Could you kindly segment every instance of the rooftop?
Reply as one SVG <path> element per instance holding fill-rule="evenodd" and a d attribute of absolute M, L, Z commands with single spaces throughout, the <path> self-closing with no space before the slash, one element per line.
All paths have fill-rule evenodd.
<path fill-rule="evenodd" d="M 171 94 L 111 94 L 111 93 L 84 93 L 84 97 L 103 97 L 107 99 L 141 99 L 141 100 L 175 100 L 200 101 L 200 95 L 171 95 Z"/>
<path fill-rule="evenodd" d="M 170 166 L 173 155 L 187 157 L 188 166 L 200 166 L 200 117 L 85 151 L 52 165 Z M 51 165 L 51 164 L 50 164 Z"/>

::::::::

Reproduce the material above, every line of it, exactly.

## Solution for this task
Could you kindly segment every instance of the rooftop?
Reply as one SVG <path> element per instance holding fill-rule="evenodd" and a d attribute of absolute M, L, Z commands with single spaces throughout, the <path> self-closing with no space before the slash, one element per line.
All paths have fill-rule evenodd.
<path fill-rule="evenodd" d="M 171 94 L 111 94 L 111 93 L 84 93 L 84 97 L 103 97 L 107 99 L 141 99 L 141 100 L 175 100 L 200 101 L 200 95 L 171 95 Z"/>
<path fill-rule="evenodd" d="M 170 166 L 173 155 L 187 157 L 188 166 L 200 166 L 200 117 L 85 151 L 52 165 Z M 51 165 L 51 164 L 50 164 Z"/>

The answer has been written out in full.